REQUIREMENT 1
In the passage about Taiwan, what share of the world's most advanced chips does Taiwan produce?
REQUIREMENT 2
Write the next few sentences of the passage about Taiwan, picking up after its final line.

-------- TEXT FOR ANALYSIS --------

Taiwan is a small, humble place. There is no Eiffel Tower, no pyramids — no singular attraction that draws the world’s attention. If it makes headlines, it is because China wants to invade. Yet, those who find their way here by some twist of fate often fall in love.
If you ask them why, some cite numbers showing it is one of the freest and safest countries in the world. Others talk about something harder to name: The quiet order of queues, the shared umbrellas for anyone caught in the rain, the way people stand so elderly riders can sit, the feeling that life moves with a gentle precision, a quiet sense of people looking out for each other.
To help my foreign friends understand, I take them to Din Tai Fung. Not just because they have never had better dumplings — although that is part of it — but because here, they see this elusive quality in motion.
There is always an hour-long wait, but no sighs, no restless shuffling — just a good system in place. When you step inside, it is a masterclass in care and precision. Chefs fold dumplings so thin they are nearly transparent, always eighteen pleats — never more, never less. Behind the glass, a choreography of hair-netted staff, synchronized to the second, eliminates every possibility of error. Waiters appear at just the right moment, draping a cloth over your coat so it does not absorb the food’s aroma, refilling your tea before you notice your cup is empty. Then, the dumplings arrive, steaming hot, perfectly timed. Every movement is deliberate, and yet, there is no pretense, no performance — only a rhythm of moving with and for each other, until the whole becomes larger than its parts.
Watching the people in Din Tai Fung, I realize that ethos of meticulous coordination is not just what makes Taiwan special. It also powers an industry the world cannot afford to lose.
Semiconductors are the silent core of everything electronic. Taiwan produces 60 percent of the world’s chips, but for the most advanced chips — those that power smartphones or artificial intelligence — its share is 92 percent. Experts say a war over Taiwan would cost the world US$10 trillion — almost double the economic impact of COVID-19.
Despite billions poured into catching up, neither the US nor China has managed to replicate what Taiwan can build. Semiconductor dominance is not just about technology. It is about the same quiet coordination that makes Din Tai Fung possible.

-------- LISTED ENTRIES --------

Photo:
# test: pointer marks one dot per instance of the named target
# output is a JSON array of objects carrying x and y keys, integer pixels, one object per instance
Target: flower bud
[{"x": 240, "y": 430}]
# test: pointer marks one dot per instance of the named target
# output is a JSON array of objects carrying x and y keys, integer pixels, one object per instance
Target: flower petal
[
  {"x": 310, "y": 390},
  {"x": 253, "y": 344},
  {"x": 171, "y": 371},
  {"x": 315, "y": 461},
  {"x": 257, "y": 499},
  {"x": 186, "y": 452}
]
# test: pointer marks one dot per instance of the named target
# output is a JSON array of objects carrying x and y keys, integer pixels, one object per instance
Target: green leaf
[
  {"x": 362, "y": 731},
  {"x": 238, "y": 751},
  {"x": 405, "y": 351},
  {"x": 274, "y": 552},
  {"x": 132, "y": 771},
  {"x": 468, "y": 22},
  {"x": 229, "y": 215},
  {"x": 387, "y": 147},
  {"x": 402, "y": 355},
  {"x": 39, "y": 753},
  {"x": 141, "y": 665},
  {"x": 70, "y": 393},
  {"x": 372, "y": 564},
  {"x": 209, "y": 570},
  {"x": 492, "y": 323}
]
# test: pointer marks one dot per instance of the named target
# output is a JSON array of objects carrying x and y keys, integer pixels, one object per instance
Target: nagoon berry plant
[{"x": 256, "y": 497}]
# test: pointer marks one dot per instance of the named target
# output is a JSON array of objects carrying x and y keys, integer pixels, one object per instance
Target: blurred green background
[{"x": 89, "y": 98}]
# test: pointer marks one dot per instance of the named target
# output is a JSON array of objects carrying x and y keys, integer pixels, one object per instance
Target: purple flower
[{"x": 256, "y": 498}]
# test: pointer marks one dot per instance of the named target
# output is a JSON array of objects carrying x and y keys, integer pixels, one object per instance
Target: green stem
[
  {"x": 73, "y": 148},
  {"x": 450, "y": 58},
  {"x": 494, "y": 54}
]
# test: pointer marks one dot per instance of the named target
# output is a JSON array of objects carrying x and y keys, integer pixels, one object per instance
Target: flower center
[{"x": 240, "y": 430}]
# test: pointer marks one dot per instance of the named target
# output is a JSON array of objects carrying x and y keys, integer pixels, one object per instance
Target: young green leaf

--------

RESPONSE 1
92 percent

RESPONSE 2
In a semiconductor factory, as in a Din Tai Fung kitchen, precision is absolute. A microscopic contaminant can halt production and cost millions. Workers wear full-body suits; the air is filtered thousands of times per hour. Yet, a factory alone cannot make chips. It requires an entire ecosystem — designers, lithographers, packagers — all relying on each other to push the limits of what is possible at the nanometer scale.
That kind of precision does not seem to travel well, because it rests on something less tangible, something instinctive, something cultural.
There are Din Tai Fung branches in Shanghai, London and Dubai. Yet, connoisseurs say the dumpling skin is a little thicker, the service a little slower, the balance slightly off. Still good — but not quite magical.
It is the same with semiconductors. The world looks at Taiwan Semiconductor Manufacturing Co (TSMC) and thinks: Just copy that. Build a factory, import the machines, poach the engineers, but somehow, it never quite works.
TSMC’s new plant in Arizona, meant to bolster US chip independence, has struggled with cost and efficiency. Now, US President Donald Trump’s US$100 billion deal for TSMC to build three advanced foundries, two packaging plants, and a research-and-development center in the US would test whether chips could ever be crafted on US soil the way they are in Taiwan.
Today’s geopolitics feel tenser than ever. It is easy to wonder whether semiconductors alone could keep Taiwan valuable in the eyes of the big and powerful. If the worst were to happen — if Taiwanese lost their home — the world would lose more than just microchips or dumplings. It would lose the quiet rhythm of a place that moves the world in a gentler direction. A place that reminds us that often, the smallest things — an act of care for a neighbor or the precision of a chip — are what hold us together.
Ninon Godefroy is an advisor on foreign and diaspora policy in the Legislative Yuan.